▶ Passage:
┏━━

Blog

Silly Lossy Text Compression Idea

Oh no, I've done it again. I've heard your cries, this time I have a decoder idea too.

Random Removal for Lossy Compression

The idea this time is to remove random letters from the text to make it shorter, and then 'decode' using autocorrect.

Encoder

import random
import re
import string


def encode(text: str, remove_rate: float) -> str:
    """
    Remove random letters from the string

    We shouldn't remove any spaces, to give autocorrect a fighting chance

    Args:
        text (str): String to be 'encoded'
        remove_rate (float): [0,1] proportion of characters to be removed.

    Returns:
        str: lossily encoded string
    """
    if remove_rate > 1:
        raise ValueError("Remove rate greater than 1")
    if remove_rate < 0:
        raise ValueError("Remove rate less than 0")

    text_list = list(text)

    # Strip out spaces, punctuation since we don't need them here
    stripped_punc = text.translate(str.maketrans("", "", string.punctuation + " "))
    letters_to_remove = int(remove_rate * len(stripped_punc))

    for _ in range(letters_to_remove):
        choice = random.randint(0, len(text_list) - 1)
        while text_list[choice] in string.punctuation + " ":
            choice = random.randint(0, len(text_list) - 1)

        del text_list[choice]

    removed_letters = "".join(text_list)

    # Make multiple spaces just one
    return re.sub(" +", " ", removed_letters)

Here we can provide a string and a proportion of the text to randomly remove. I opted to keep punctuation and spaces, but at the end I collapse consecutive spaces into just one (this keeps the string nice if whole words are removed). This also makes the decoder simple.

┗━━

▶ Required task 1: In the blog post about lossy text compression, what does the decoder use to restore the shortened text?
▶ Required task 2: Rewrite the blog post about lossy text compression from "Random Removal for" to "then 'decode' using autocorrect.", swapping "shorter" for "smaller".
▶ Required task 3: Carry on the blog post about lossy text compression with the next part.

▶ Excerpted records:
┏━━

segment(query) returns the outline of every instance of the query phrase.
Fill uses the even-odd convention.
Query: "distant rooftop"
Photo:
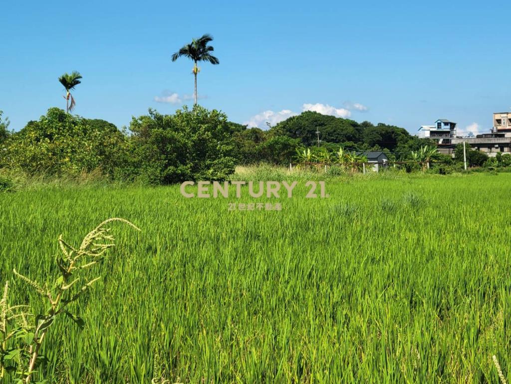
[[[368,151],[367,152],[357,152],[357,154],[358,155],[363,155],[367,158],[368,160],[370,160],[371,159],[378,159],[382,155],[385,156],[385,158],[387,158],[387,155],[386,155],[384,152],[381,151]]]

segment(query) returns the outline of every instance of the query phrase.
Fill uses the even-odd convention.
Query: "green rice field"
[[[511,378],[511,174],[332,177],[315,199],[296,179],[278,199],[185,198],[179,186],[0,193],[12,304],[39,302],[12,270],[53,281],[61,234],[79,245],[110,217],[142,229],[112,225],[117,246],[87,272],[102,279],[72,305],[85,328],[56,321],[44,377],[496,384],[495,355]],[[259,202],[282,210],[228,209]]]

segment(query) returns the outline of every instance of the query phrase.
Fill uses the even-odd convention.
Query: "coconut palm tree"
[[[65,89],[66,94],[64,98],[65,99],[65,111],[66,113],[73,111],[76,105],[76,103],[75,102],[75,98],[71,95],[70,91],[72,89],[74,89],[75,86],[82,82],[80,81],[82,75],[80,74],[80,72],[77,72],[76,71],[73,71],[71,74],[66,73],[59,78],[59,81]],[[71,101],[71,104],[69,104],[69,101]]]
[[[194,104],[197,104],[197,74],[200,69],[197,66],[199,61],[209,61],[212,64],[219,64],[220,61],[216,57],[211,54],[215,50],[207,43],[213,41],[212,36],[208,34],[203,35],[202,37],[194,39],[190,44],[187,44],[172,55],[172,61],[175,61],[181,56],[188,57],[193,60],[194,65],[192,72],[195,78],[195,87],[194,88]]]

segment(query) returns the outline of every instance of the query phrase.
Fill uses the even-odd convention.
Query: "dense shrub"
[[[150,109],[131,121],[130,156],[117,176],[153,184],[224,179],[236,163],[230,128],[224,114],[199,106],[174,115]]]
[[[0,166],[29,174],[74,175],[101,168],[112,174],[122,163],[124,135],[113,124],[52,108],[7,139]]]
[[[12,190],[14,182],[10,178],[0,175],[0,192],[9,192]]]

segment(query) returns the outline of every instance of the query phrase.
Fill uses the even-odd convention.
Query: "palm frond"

┗━━
┏━━

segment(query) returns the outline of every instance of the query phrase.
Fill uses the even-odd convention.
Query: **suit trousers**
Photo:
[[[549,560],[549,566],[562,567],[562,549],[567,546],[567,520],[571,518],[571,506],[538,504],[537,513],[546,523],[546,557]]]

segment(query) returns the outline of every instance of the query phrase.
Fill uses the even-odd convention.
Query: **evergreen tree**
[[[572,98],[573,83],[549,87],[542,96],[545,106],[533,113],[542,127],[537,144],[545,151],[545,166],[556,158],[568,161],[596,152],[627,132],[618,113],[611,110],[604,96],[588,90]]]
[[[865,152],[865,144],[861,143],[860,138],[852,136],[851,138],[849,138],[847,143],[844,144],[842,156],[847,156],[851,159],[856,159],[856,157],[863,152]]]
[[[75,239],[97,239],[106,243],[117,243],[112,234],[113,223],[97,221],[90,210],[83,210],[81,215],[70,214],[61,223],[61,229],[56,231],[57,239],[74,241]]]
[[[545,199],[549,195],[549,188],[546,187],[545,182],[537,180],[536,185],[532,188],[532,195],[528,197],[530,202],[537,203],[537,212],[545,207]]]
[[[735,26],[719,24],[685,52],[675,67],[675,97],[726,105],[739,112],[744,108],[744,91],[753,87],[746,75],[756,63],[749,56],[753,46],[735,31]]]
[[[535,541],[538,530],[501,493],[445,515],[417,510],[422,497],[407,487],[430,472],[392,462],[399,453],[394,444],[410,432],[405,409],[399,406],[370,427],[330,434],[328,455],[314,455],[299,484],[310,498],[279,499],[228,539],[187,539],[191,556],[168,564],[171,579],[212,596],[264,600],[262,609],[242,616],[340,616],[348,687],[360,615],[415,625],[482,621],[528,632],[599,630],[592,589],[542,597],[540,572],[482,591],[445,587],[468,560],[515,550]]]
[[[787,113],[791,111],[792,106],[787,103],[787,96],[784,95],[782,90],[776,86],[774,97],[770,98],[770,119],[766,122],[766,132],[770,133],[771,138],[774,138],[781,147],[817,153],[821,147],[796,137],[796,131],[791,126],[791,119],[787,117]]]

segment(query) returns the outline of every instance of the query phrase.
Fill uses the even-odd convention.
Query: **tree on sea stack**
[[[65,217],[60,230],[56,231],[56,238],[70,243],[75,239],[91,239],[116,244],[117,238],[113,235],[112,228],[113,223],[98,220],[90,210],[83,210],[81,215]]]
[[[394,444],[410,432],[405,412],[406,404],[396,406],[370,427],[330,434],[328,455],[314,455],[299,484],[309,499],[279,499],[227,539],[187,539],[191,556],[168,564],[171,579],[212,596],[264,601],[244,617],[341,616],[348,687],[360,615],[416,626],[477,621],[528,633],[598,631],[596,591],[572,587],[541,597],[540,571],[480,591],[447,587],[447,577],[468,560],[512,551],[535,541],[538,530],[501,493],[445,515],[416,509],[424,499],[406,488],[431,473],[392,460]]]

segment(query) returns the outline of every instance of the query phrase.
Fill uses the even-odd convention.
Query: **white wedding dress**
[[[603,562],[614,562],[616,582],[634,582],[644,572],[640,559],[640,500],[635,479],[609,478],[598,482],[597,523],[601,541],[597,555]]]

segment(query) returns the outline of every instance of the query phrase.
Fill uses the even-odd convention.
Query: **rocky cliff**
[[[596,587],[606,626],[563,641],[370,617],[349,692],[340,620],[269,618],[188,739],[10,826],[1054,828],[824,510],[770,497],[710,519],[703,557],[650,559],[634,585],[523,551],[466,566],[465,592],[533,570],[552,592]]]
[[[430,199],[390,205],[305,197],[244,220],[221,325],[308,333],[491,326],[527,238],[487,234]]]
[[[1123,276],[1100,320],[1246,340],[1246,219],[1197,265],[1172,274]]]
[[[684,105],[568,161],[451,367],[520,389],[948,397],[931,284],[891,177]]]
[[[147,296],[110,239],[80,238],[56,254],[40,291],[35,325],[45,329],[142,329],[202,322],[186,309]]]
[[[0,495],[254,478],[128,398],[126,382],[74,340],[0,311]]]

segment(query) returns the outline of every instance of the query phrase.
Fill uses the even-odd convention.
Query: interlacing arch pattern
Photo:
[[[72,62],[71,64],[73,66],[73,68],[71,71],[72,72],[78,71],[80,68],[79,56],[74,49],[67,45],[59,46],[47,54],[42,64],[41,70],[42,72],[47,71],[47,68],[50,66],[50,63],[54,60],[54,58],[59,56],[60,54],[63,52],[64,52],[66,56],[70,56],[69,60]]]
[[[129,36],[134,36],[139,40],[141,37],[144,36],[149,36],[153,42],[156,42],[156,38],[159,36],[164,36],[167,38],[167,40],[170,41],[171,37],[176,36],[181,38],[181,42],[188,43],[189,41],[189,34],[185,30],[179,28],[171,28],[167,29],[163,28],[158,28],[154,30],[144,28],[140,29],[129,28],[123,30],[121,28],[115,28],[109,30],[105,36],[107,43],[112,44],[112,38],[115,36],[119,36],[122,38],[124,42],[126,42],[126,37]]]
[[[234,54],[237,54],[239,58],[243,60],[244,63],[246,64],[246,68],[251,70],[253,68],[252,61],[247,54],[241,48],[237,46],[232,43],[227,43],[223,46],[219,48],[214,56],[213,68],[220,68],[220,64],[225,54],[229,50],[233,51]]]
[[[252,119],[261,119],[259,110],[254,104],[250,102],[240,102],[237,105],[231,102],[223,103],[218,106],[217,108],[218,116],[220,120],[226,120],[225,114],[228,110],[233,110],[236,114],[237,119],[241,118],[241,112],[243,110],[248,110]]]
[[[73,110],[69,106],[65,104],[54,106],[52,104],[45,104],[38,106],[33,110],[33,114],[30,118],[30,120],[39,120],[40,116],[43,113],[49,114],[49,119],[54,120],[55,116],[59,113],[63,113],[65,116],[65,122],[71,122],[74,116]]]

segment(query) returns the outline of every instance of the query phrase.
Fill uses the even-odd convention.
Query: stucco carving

┗━━
┏━━

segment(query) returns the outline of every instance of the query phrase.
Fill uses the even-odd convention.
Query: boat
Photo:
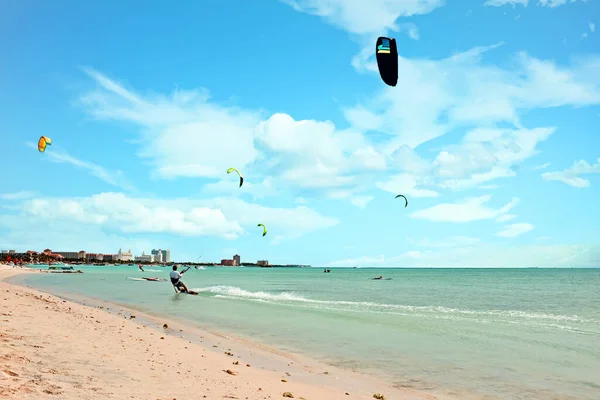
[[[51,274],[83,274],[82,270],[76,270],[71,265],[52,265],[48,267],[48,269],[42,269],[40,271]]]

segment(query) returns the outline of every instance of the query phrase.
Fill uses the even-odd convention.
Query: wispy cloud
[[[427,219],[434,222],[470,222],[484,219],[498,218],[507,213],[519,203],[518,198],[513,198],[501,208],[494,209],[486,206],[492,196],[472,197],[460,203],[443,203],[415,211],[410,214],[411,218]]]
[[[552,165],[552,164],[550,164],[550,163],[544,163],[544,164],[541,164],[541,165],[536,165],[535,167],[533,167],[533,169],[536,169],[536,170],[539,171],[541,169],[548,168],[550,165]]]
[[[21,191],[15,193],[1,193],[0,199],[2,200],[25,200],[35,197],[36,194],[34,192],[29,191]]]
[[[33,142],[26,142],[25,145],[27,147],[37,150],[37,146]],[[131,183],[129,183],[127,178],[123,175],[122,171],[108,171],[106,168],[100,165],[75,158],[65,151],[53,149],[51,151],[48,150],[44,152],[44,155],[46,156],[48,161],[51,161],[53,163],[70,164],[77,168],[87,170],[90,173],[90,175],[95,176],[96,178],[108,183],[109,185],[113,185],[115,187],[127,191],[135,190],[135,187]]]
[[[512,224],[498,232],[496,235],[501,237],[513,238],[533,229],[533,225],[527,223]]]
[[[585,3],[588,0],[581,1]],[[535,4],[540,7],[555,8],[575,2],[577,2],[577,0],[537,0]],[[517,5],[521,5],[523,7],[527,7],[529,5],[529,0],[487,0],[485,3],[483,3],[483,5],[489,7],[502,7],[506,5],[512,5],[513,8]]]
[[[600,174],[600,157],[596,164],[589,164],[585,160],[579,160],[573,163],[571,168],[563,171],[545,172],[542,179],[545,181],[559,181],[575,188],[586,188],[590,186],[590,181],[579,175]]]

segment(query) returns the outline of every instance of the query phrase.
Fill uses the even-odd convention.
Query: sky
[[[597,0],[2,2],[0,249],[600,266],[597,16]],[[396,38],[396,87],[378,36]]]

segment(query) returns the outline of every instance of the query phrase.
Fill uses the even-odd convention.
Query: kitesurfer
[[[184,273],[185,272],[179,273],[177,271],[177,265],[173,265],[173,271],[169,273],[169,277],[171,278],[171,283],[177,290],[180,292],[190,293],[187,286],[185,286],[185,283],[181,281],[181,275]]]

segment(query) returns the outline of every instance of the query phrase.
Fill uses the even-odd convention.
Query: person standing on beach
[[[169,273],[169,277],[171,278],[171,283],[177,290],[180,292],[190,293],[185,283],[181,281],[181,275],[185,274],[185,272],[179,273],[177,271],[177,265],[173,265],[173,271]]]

┗━━

▶ Task response 1: It uses autocorrect.

▶ Task response 2:
Random Removal for Lossy Compression

The idea this time is to remove random letters from the text to make it smaller, and then 'decode' using autocorrect.

▶ Task response 3:
Some examples using the text

The Quick Brown Fox Jumps Over The Lazy Dog

With a 0.1 rate

Th Quick Bown Fox Jump Over The Lazy Dog

and a 0.9 rate

Qu u g

Okay so there's not a great chance that removing 90% of the letters in a text is very useful for decoding.

Decoder

from spellchecker import SpellChecker


def decode(text: str) -> str:
    """
    Tries to auto-correct a 'lossily' encoded string

    Args:
        text (str): lossy string

    Returns:
        str: Auto-corrected string, 'decoded'
    """
    spell = SpellChecker()
    words = text.split(" ")

    results = []
    for word in words:
        results.append(spell.correction(word))

    return " ".join(results)

We can try our 0.1 rate text and see if this produces a useful output

the Quick down Fox Jump Over The Lazy Dog

Okay, so we're slightly wrong but 'down' is probably more likely to be a misspelling than 'brown' I think this is understandable.

Let's try the 0.9 rate text for kicks

Qu u i

We notice a slightly interesting thing in that the spell checker will actually try and turn any lone consonant into 'i' (and not 'I'), I'm not really sure why it's lowercase.

Different Approach: Remove Only Vowels

Vowels area bit more of a 'gluey' letter, removing them from words tends to make more sense than just random letters. A word losing most of its consonants turns it into more 'primordial soup' than just the vowels generally.

import random
import re

VOWELS = ["a", "e", "i", "o", "u"]


def encode(text: str, remove_rate: float) -> str:
    """
    Remove vowels from the string

    We shouldn't remove any spaces, to give autocorrect a fighting chance

    Args:
        text (str): String to be 'encoded'
        remove_rate (float): [0,1] proportion of vowels to be removed.

    Returns:
        str: lossily encoded string
    """

    if remove_rate > 1:
        raise ValueError("Remove rate greater than 1")
    if remove_rate < 0:
        raise ValueError("Remove rate less than 0")

    text_list = list(text)

    # Strip out spaces, punctuation since we don't need them here
    stripped = [l for l in text_list if l in VOWELS]
    letters_to_remove = int(remove_rate * len(stripped))

    for _ in range(letters_to_remove):
        choice = random.randint(0, len(text_list) - 1)
        while text_list[choice] not in VOWELS:
            choice = random.randint(0, len(text_list) - 1)

        del text_list[choice]

    removed_letters = "".join(text_list)

    # Make multiple spaces just one
    return re.sub(" +", " ", removed_letters)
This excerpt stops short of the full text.